----- Dataset extract -----

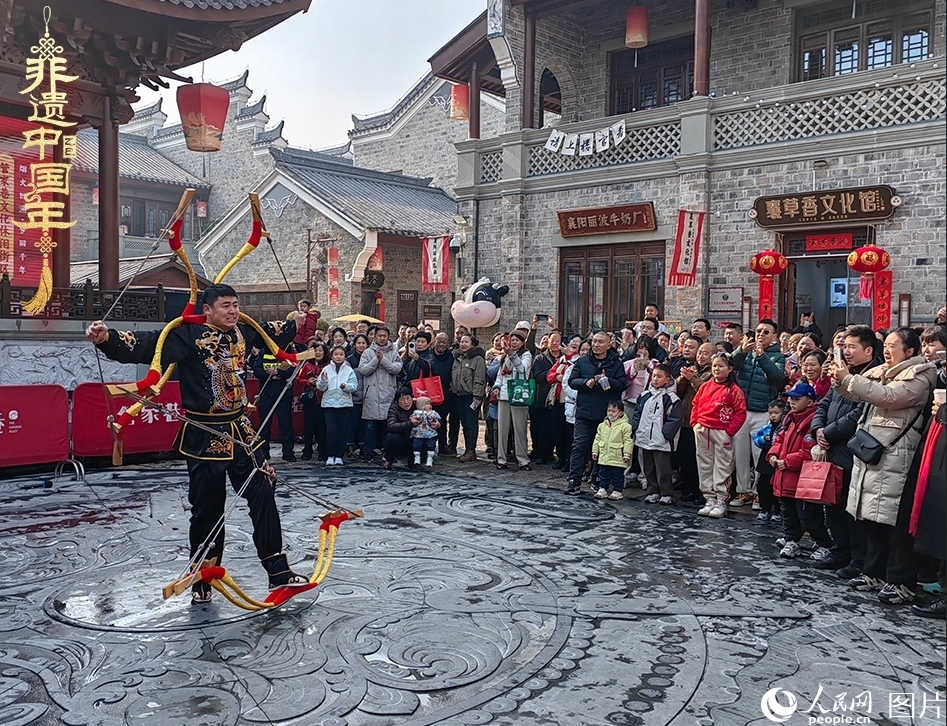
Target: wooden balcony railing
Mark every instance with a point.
(85, 303)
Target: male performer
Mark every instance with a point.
(209, 358)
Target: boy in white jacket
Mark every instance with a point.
(657, 423)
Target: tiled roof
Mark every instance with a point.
(136, 160)
(128, 267)
(375, 200)
(253, 109)
(146, 111)
(381, 120)
(265, 137)
(227, 4)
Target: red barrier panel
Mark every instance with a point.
(34, 425)
(151, 431)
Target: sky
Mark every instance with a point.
(343, 57)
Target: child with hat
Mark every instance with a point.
(791, 447)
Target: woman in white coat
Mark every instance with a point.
(897, 393)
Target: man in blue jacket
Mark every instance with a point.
(761, 373)
(834, 424)
(597, 378)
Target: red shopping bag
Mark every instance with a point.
(429, 388)
(819, 482)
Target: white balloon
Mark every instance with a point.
(480, 314)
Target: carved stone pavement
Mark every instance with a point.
(458, 599)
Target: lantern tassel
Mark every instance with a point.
(37, 304)
(866, 287)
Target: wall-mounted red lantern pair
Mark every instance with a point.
(767, 264)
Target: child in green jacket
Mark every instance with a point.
(612, 450)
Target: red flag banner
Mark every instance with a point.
(690, 230)
(881, 300)
(435, 264)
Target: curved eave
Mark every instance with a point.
(282, 10)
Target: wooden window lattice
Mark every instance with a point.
(642, 144)
(855, 111)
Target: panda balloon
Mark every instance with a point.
(480, 307)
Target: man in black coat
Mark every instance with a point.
(597, 378)
(834, 424)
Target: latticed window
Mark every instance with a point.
(883, 33)
(603, 286)
(659, 75)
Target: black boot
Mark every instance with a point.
(277, 567)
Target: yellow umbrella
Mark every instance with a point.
(357, 318)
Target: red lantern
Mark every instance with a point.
(868, 260)
(766, 264)
(460, 102)
(203, 109)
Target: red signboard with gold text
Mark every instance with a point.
(607, 220)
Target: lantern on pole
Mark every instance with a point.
(636, 29)
(460, 102)
(868, 260)
(767, 264)
(203, 108)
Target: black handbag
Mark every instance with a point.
(867, 448)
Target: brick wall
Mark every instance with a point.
(424, 145)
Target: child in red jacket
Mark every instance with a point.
(791, 448)
(717, 413)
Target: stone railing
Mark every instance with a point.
(888, 100)
(85, 303)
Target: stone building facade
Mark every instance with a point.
(765, 130)
(417, 136)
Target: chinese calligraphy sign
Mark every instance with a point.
(607, 220)
(47, 179)
(826, 206)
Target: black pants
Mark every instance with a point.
(207, 494)
(689, 477)
(800, 517)
(397, 445)
(314, 433)
(451, 420)
(890, 554)
(283, 414)
(764, 488)
(336, 427)
(583, 436)
(541, 431)
(848, 542)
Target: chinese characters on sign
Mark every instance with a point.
(607, 220)
(840, 205)
(47, 178)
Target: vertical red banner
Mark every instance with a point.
(766, 296)
(881, 300)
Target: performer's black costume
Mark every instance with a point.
(212, 393)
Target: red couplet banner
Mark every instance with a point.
(151, 431)
(34, 425)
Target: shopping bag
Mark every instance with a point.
(428, 388)
(521, 391)
(819, 482)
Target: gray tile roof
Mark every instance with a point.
(386, 118)
(226, 4)
(128, 267)
(136, 160)
(375, 200)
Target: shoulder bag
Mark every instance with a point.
(867, 448)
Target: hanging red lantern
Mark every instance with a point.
(460, 102)
(636, 27)
(203, 108)
(868, 260)
(766, 264)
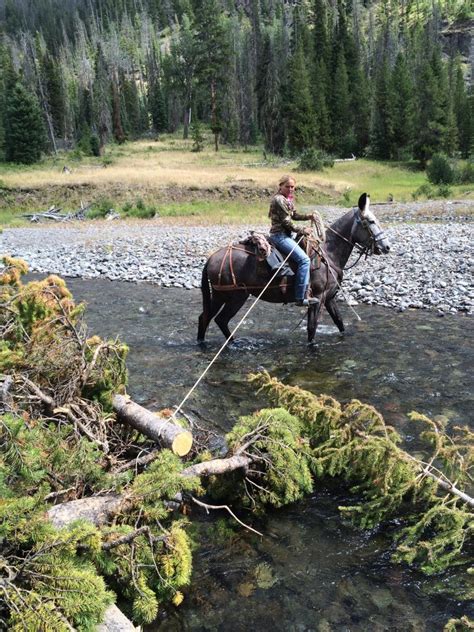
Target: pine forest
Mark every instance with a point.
(384, 79)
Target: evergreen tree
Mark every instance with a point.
(270, 101)
(434, 125)
(25, 136)
(157, 105)
(131, 103)
(180, 67)
(382, 124)
(342, 131)
(101, 118)
(54, 93)
(320, 79)
(213, 53)
(298, 105)
(197, 135)
(359, 94)
(461, 109)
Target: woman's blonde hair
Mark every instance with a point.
(285, 179)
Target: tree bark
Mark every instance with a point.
(217, 466)
(97, 509)
(163, 431)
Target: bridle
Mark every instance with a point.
(369, 248)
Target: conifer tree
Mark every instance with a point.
(54, 93)
(180, 67)
(319, 77)
(213, 52)
(298, 105)
(342, 132)
(461, 109)
(270, 101)
(101, 118)
(382, 124)
(434, 129)
(131, 107)
(25, 136)
(157, 106)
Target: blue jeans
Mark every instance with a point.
(285, 245)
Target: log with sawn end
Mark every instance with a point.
(164, 431)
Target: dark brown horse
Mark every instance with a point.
(233, 273)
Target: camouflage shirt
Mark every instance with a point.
(282, 213)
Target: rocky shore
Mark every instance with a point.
(430, 266)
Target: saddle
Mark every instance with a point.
(267, 253)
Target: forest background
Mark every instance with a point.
(381, 79)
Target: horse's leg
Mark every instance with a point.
(230, 310)
(335, 314)
(313, 313)
(207, 315)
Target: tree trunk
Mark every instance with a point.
(217, 466)
(163, 431)
(97, 509)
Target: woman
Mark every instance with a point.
(282, 213)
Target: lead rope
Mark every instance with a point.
(173, 416)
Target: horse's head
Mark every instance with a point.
(367, 231)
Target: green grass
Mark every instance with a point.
(163, 177)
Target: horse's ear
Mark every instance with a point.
(364, 202)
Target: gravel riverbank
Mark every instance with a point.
(430, 266)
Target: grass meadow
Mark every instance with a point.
(165, 177)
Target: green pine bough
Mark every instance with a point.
(353, 443)
(61, 446)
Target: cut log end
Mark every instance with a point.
(182, 443)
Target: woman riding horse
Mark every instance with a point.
(233, 273)
(282, 213)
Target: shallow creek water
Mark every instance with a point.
(310, 571)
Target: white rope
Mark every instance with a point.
(234, 330)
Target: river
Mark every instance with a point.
(311, 571)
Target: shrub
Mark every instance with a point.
(313, 159)
(444, 191)
(140, 210)
(440, 170)
(100, 208)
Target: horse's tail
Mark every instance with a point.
(206, 291)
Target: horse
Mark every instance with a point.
(233, 273)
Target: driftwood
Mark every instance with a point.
(97, 509)
(162, 430)
(54, 214)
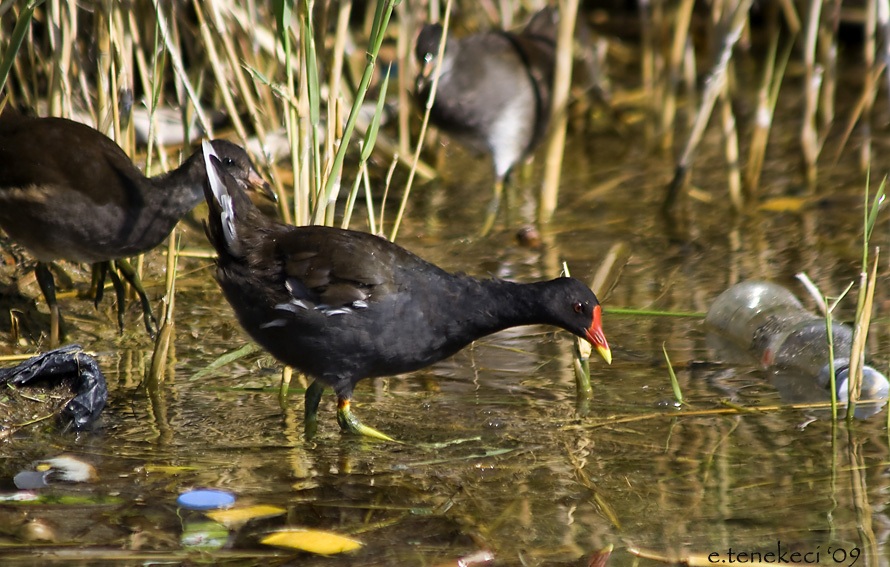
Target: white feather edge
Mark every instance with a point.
(220, 193)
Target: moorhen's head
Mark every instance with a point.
(576, 309)
(236, 162)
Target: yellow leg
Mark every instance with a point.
(350, 423)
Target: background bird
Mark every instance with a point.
(68, 192)
(494, 91)
(341, 305)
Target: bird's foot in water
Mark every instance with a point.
(350, 423)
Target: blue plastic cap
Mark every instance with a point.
(205, 499)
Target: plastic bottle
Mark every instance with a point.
(767, 321)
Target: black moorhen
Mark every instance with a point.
(69, 192)
(341, 305)
(494, 90)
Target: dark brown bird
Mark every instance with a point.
(494, 90)
(68, 192)
(341, 305)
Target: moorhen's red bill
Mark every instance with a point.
(68, 192)
(494, 90)
(341, 305)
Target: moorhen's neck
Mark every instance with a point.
(180, 190)
(495, 305)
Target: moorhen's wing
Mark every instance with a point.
(336, 271)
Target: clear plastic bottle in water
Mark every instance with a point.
(769, 323)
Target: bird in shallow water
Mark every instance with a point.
(494, 91)
(68, 192)
(341, 306)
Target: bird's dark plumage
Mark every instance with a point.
(68, 192)
(342, 305)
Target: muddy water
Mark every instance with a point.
(498, 456)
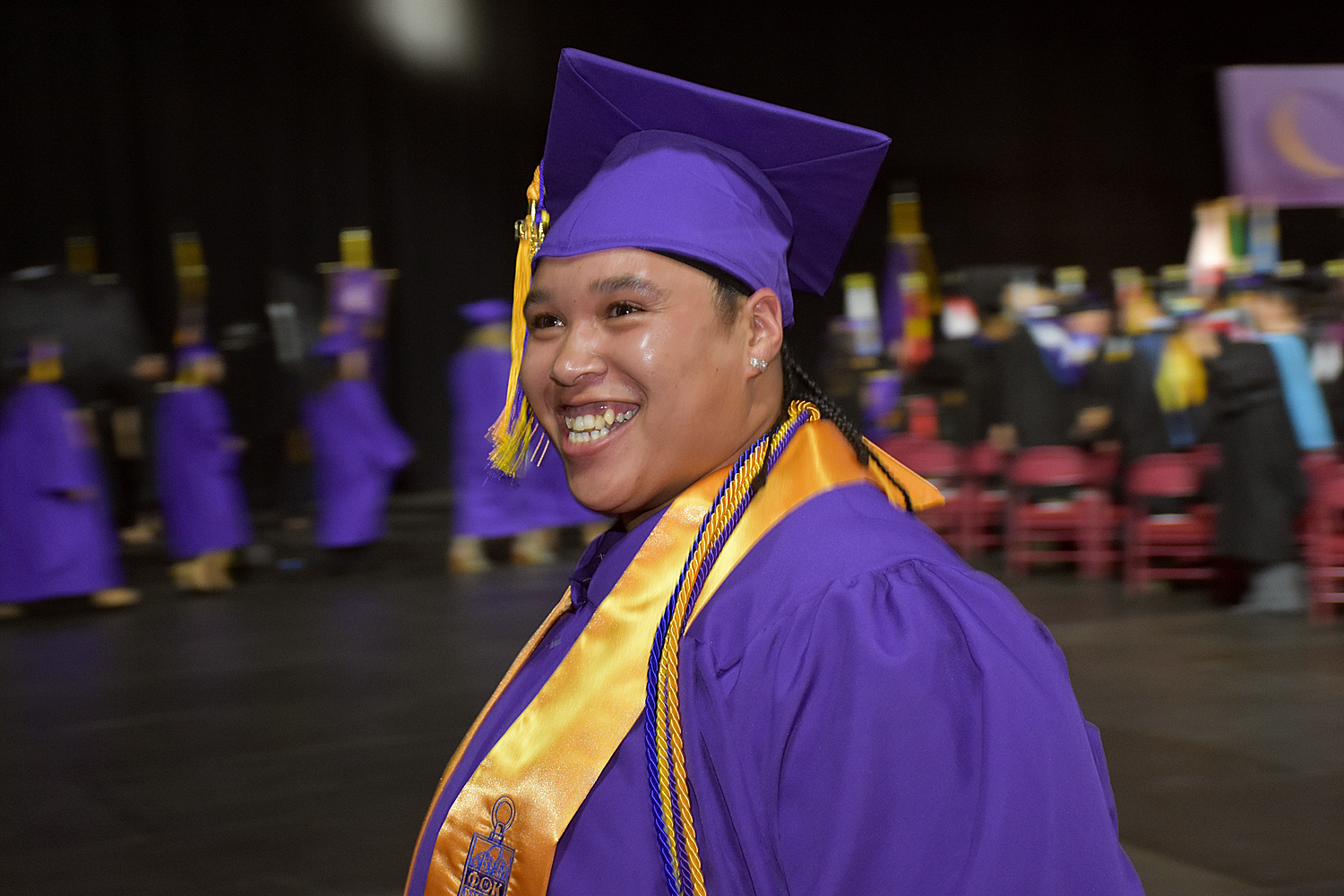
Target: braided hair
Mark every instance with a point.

-----

→ **Work required**
Copy out every line of the data where the word "window" occurs.

→ **Your response**
Target: wooden window lattice
Target: latticed window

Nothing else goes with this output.